→ Brief A
Count the lines in the records below that contain the string "background", treating uppercase and lowercase as different. Give only the number.

→ Document section
* begin *

That sounds like a fascinating book, Joan! Thanks for sharing.


message 10: by Joan (new) - added it

Joan I’ve finished Chapter 4 and I understand how I should NOT think about wave function and uncertainty- but I don’t understand how I should.


Nancy Mills (nancyfaym) | 489 comments I just started it...finally. ..and suddenly understand what good imaginary numbers are. it mad me mad as a kid to have to learn about them, since they aren't real so why torture us with them? now I see they're a tool. I'm a little confused though how an amplitude can be less than zero.


Nancy Mills (nancyfaym) | 489 comments On the Bohr vs Einstein debate on quantum physics: interesting that Schrodinger, whose cat-in-the-box has tormented us for the past century, came down on Einstein's side vs. the Shut-Up-and-Calculate school of Bohr and Heisenburg.


message 13: by Joan (new) - added it

Joan Nancy, When the amplitude is negative that just means your wave is dipping below the axis. I think of the Y and X axes like property lines. If I take 3 steps into my yard that’s an amplitude of +3. If I take three steps into my neighbor’s yard that’s an amplitude of -3.


message 14: by jj (new) - rated it 4 stars

jj | 6 comments I found this a very interesting listen (audiobook version), but a lot of the material was new to me, and left my head spinning. Could anyone recommend anything that may be more of a beginner’s guide to the subject of quantum mechanics, or is this as introductory as it gets?


Nancy Mills (nancyfaym) | 489 comments Joan wrote: "Nancy, When the amplitude is negative that just means your wave is dipping below the axis. I think of the Y and X axes like property lines. If I take 3 steps into my yard that’s an amplitude of +3...."

* end *

Pointing dataset records:
* begin *

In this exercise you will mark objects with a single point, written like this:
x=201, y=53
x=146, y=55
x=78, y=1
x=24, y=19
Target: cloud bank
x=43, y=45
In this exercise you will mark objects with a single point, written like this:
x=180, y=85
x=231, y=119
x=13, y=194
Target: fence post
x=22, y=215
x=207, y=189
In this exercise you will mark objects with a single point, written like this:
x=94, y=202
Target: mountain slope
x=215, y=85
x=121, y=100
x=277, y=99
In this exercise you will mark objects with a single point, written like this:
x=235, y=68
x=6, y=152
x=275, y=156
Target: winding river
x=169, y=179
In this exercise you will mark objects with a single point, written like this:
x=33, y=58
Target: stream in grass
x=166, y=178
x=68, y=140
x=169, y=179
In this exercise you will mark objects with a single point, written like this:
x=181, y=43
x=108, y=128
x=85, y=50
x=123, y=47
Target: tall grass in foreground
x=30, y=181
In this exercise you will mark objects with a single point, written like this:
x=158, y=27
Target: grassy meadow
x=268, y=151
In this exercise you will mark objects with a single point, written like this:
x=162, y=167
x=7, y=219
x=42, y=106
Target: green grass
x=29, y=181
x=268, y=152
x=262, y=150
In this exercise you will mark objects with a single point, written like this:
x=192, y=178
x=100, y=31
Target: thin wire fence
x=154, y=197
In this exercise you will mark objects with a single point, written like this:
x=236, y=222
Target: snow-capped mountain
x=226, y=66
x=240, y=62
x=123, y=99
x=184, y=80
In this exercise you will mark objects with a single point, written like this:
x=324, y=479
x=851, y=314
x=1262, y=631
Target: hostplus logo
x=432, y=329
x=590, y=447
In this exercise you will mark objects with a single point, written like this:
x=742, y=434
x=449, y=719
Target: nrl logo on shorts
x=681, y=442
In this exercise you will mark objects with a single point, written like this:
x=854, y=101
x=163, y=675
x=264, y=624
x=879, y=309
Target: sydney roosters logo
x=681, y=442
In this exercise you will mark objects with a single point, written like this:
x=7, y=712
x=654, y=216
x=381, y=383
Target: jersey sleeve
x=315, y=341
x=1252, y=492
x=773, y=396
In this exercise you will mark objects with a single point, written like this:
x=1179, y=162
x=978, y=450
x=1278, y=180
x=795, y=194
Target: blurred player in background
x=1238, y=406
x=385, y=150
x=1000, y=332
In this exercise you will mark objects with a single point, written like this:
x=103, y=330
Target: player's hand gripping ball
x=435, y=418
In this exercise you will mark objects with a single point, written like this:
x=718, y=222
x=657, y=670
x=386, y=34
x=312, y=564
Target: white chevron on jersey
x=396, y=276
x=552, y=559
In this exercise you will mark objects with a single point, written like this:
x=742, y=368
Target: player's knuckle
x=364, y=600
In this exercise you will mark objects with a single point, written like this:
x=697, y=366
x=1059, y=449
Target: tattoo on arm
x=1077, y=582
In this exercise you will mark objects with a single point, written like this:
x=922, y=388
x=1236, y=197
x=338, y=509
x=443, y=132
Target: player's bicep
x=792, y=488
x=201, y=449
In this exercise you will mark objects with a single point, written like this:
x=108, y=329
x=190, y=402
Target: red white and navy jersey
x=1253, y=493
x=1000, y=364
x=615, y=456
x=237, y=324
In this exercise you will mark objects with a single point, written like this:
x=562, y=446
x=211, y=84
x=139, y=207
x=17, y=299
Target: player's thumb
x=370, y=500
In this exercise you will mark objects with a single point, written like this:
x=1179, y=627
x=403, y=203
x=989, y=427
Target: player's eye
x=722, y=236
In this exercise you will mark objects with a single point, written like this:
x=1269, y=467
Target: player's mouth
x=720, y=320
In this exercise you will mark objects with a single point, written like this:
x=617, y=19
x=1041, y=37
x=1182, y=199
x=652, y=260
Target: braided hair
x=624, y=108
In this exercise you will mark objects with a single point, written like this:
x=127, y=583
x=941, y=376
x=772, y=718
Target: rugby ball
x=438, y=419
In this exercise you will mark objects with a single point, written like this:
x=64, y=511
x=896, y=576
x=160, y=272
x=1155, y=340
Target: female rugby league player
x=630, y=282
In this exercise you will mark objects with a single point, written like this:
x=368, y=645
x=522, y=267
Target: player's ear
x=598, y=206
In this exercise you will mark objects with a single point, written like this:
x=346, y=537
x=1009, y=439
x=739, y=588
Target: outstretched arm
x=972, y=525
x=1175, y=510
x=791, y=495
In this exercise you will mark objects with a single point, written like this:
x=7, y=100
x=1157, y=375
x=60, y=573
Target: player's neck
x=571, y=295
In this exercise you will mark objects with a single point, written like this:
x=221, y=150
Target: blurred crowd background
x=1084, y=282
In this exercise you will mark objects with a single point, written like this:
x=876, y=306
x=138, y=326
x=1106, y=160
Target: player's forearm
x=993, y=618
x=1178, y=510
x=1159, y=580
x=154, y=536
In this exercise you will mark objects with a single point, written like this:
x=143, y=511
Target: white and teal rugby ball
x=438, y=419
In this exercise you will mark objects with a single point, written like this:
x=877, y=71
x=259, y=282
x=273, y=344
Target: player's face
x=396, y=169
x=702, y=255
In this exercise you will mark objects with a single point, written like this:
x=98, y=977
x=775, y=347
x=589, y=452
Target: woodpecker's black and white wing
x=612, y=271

* end *

→ Brief B
In the book discussion above, why did learning about imaginary numbers make Nancy mad as a kid?

→ Written solution A
2

→ Written solution B
It made her mad because imaginary numbers aren't real, so she didn't see why kids were put through learning them. Now she sees they're a tool.